§ **Work to complete**:
a) Answer these questions about the article on the Leverhulme awards:
(i) How much money does each prize provide?
(ii) How many academics nationwide received a prize?
(iii) In which department is Dr Bertolotti a Lecturer?
b) Turn the paragraph of the Leverhulme awards article that begins "Dr Screen, a Senior Research Fellow" into a short bulleted list that keeps its main facts.
c) Duplicate the part of the Leverhulme awards article between "Exeter academics recognised" and "Philip Leverhulme Prize.", inclusive.

§ **Document section**:
-- Opening Marker --
Exeter academics recognised as rising stars of research by Leverhulme Awards

Two rising research stars at the University of Exeter have been recognised by each receiving a highly prestigious Philip Leverhulme Prize.

Climate scientist Dr James Screen and optical physicist Dr Jacopo Bertolotti have both been awarded prizes of £100,000 towards their continued research, in recognition of their respective work on rapid Arctic climate change and light scattering in fundamental physics.

The Philip Leverhulme Prize is awarded to researchers who have already had a significant international impact and whose future research career is exceptionally promising.

Dr Screen and Dr Bertolotti were among 30 exceptional academics nationwide to be awarded a prize, across the subject areas of Classics, Earth Sciences, Physics, Politics and International Relations, and Visual and Performing Arts.

Dr Screen, a Senior Research Fellow in the Department of Mathematics with a specific expertise in polar climate, also currently holds a prestigious NERC (Natural Environmental Research Council) Fellowship. His current and future research aims to improve understanding of how the inexorable retreat of Arctic sea ice will impact weather and climate in Europe and the US.

Dr Screen said: “It is hugely gratifying and an honour to have my research achievements recognised by this prestigious award. The prize will support my research into links between Arctic climate change and mid-latitude weather, a topic of great scientific and societal importance."

Dr Bertolotti, a Lecturer in Exeter’s Physics and Astronomy department, is a leading optical physicist who uses light scattering to both answer questions in fundamental physics and develop new imaging systems.

His research aims to pioneer new techniques that combine conventional imaging of the highly-scattered light with advanced computational techniques to recover high-quality images not observable by the naked eye.
-- Closing Marker --
§ **Data extracts**:
-- Opening Marker --
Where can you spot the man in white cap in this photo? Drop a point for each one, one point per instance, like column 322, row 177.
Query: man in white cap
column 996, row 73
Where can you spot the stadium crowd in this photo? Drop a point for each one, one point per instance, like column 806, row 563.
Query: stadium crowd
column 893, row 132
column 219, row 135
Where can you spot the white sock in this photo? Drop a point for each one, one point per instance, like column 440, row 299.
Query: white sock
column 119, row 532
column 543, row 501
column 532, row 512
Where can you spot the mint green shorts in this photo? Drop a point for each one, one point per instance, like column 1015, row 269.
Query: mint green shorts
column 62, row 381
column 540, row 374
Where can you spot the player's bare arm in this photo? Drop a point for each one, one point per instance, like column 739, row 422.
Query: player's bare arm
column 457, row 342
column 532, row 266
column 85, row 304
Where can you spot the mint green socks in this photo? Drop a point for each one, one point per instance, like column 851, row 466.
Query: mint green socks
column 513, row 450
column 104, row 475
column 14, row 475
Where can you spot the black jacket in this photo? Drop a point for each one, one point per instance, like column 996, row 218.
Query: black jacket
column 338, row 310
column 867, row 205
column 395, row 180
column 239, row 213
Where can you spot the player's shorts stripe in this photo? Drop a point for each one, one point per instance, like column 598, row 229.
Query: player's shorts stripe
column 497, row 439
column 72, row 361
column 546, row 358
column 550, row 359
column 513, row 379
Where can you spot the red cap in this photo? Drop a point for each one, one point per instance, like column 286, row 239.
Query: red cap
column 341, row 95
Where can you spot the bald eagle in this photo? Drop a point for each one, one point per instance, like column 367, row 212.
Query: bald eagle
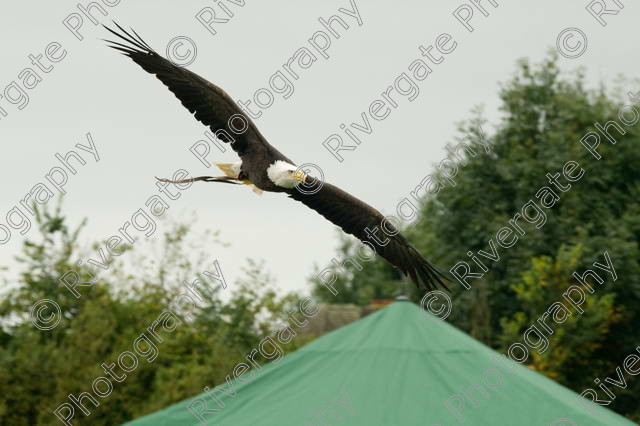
column 266, row 169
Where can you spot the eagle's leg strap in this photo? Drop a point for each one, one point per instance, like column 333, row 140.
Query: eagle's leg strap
column 222, row 179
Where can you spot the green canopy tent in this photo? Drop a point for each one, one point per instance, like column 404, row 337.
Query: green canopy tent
column 394, row 367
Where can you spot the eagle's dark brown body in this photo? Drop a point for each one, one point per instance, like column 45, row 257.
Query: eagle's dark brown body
column 214, row 108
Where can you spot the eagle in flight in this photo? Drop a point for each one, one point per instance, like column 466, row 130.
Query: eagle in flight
column 264, row 168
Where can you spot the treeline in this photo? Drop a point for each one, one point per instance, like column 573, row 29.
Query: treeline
column 103, row 330
column 545, row 115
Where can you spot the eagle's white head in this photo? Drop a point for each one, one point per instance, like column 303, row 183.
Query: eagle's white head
column 285, row 175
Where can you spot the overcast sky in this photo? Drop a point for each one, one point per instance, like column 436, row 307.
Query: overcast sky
column 140, row 130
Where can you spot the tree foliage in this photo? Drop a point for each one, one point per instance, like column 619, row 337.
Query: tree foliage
column 39, row 369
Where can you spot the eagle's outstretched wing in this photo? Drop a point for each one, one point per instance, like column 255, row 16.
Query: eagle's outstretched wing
column 210, row 104
column 359, row 219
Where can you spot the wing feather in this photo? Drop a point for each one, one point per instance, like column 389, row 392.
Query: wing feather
column 354, row 217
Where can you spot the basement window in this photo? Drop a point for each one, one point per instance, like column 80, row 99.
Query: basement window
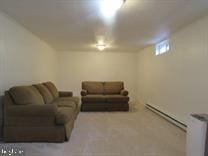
column 162, row 47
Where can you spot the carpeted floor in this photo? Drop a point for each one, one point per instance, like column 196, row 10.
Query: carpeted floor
column 139, row 132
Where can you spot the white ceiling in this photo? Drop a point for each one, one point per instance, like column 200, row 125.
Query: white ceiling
column 76, row 25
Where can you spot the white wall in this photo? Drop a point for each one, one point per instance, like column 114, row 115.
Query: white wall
column 75, row 67
column 24, row 58
column 177, row 82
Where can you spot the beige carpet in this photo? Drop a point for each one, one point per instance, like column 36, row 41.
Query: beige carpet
column 136, row 133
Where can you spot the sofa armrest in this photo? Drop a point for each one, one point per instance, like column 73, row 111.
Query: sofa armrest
column 65, row 94
column 83, row 92
column 124, row 92
column 46, row 110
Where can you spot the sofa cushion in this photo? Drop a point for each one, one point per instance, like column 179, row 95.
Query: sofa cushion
column 52, row 88
column 93, row 87
column 117, row 98
column 64, row 115
column 23, row 95
column 75, row 99
column 113, row 87
column 46, row 94
column 65, row 103
column 94, row 98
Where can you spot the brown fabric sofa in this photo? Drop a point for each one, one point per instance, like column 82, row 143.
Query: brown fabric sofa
column 104, row 96
column 38, row 113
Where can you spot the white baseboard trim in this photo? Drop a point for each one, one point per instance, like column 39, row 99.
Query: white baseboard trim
column 167, row 116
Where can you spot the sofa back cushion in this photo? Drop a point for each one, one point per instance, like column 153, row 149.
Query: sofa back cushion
column 93, row 87
column 52, row 88
column 24, row 95
column 113, row 87
column 46, row 94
-- Closing Marker --
§ **Responses**:
a)
(i) £100,000
(ii) 30
(iii) The Physics and Astronomy department

b)
- Dr Screen is a Senior Research Fellow in the Department of Mathematics, with expertise in polar climate.
- He also holds a NERC (Natural Environmental Research Council) Fellowship.
- His research aims to improve understanding of how the retreat of Arctic sea ice will affect weather and climate in Europe and the US.

c)
Exeter academics recognised as rising stars of research by Leverhulme Awards

Two rising research stars at the University of Exeter have been recognised by each receiving a highly prestigious Philip Leverhulme Prize.